==== Vorliegender Text
Die Sonderausstellung bietet einen faszinierenden Einblick in Bruckners kreative Welt und lädt Besucher dazu ein, die kulturelle Tiefe seiner Musik zu erkunden. Musikliebhaber und Besucher begegnen dem musikalischen Erbe des Tonkünstlers und können dabei seine einzigartigen Werke, seine persönlichen Schriften und seine inspirierende Lebensgeschichte entdecken.
In seinem Testament verfügte Anton Bruckner, dass die handschriftlichen Partituren seiner Hauptwerke in die damalige k.k. Hofbibliothek gelangen sollten, was nach seinem Tod 1896 auch geschah. Dieses Bruckner-Erbe wurde von der Österreichischen Nationalbibliothek seither als Verpflichtung angesehen, den Bestand systematisch durch Erwerbung – sowohl Schenkungen als auch Ankäufe – zu erweitern.
So gelangten im Laufe des 20. und 21. Jahrhunderts wichtige Objekte, darunter alternative Fassungen der Symphonien, Abschriften, Druck, Briefe, persönliche Dokumente und Nachlässe aus dem Umkreis Bruckners in den Bestand der Österreichischen Nationalbibliothek.
Alle Objekte mit direktem Bezug zu Bruckner wurden zudem gescannt und sind ergänzend zur neuen Schau im Rahmen des Web-Portals „Bruckner Digital“ weltweit abrufbar.
Anton Bruckner und sein Weg nach Wien
Die Persönlichkeit von Anton Bruckner war von einer Polarität gekennzeichnet, die zum Verständnis seiner Individualität sehr wichtig ist und deshalb zum leitenden Motiv der Ausstellung wurde: die Spannung zwischen dem kirchlich-hierarchisch geprägten Umfeld seiner oberösterreichischen Heimat und der liberal-weltstädtischen Atmosphäre Wiens in der zweiten Hälfte des 19. Jahrhunderts.
Sein Entschluss, 1868 nach Wien zu übersiedeln, um dort eine Professur am Konservatorium der Musikfreunde anzunehmen, kann als wesentlicher Angelpunkt seines Lebens angesehen werden, der mit seiner Neuorientierung als Komponist zusammenfiel.
Nach dem Schwerpunkt auf Chor und Sakralmusik wurde Bruckner zum Symphonie-Komponisten: Er schlug in seiner musikalischen Sprache als Symphoniker einen neuen Ton an, der von seinen Anhängern gerühmt und von seinen Gegnern stark kritisiert wurde.
========
**Arbeitsauftrag 1:** Gib aus dem Text über die Bruckner-Ausstellung die Stelle von „Alle Objekte mit“ bis „des 19. Jahrhunderts.“ wortgetreu wieder.
==== Angezeigte Daten
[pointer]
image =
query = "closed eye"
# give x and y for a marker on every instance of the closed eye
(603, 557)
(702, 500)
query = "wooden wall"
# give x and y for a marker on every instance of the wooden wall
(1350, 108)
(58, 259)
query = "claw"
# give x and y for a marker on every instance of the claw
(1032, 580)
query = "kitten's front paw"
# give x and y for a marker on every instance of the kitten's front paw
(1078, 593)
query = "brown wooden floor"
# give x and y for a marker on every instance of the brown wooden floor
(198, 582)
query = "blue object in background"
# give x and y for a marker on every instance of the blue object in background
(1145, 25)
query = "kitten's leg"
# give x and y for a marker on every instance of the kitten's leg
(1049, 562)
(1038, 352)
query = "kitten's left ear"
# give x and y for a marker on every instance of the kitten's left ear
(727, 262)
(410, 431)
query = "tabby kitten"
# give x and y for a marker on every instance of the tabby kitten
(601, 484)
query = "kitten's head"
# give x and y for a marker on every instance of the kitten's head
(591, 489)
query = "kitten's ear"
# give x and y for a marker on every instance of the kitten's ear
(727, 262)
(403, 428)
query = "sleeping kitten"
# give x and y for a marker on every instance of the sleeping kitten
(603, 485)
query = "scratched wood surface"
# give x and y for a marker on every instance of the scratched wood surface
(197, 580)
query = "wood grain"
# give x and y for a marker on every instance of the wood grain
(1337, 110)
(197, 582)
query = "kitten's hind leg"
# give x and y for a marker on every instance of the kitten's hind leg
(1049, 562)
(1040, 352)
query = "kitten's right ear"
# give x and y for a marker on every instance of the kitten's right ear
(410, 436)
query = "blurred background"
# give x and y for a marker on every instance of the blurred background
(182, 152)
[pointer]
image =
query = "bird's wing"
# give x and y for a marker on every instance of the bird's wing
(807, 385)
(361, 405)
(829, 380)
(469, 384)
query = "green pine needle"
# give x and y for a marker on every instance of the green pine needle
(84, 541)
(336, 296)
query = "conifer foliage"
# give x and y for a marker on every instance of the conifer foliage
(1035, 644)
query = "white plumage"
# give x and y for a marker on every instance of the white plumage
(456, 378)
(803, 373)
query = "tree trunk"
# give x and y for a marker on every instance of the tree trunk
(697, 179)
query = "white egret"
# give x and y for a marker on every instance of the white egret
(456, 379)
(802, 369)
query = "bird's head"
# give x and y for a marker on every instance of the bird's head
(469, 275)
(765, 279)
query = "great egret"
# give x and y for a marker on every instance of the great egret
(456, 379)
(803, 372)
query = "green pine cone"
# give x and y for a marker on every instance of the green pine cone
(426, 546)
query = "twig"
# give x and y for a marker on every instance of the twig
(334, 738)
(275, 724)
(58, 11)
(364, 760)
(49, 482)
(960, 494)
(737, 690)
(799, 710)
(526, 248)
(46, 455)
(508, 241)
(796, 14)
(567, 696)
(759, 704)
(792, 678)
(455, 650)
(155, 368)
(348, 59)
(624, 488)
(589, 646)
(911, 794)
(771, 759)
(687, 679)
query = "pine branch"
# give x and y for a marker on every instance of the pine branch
========
**Arbeitsauftrag 2:** Wähle aus den Datensätzen jede Zeile aus, in der die Zeichenfolge „head“ vorkommt, und schreibe diese Zeilen unverändert ab.

**Fertige Antwort 1:**
Alle Objekte mit direktem Bezug zu Bruckner wurden zudem gescannt und sind ergänzend zur neuen Schau im Rahmen des Web-Portals „Bruckner Digital“ weltweit abrufbar.
Anton Bruckner und sein Weg nach Wien
Die Persönlichkeit von Anton Bruckner war von einer Polarität gekennzeichnet, die zum Verständnis seiner Individualität sehr wichtig ist und deshalb zum leitenden Motiv der Ausstellung wurde: die Spannung zwischen dem kirchlich-hierarchisch geprägten Umfeld seiner oberösterreichischen Heimat und der liberal-weltstädtischen Atmosphäre Wiens in der zweiten Hälfte des 19. Jahrhunderts.

**Fertige Antwort 2:**
query = "kitten's head"
# give x and y for a marker on every instance of the kitten's head
query = "bird's head"
# give x and y for a marker on every instance of the bird's head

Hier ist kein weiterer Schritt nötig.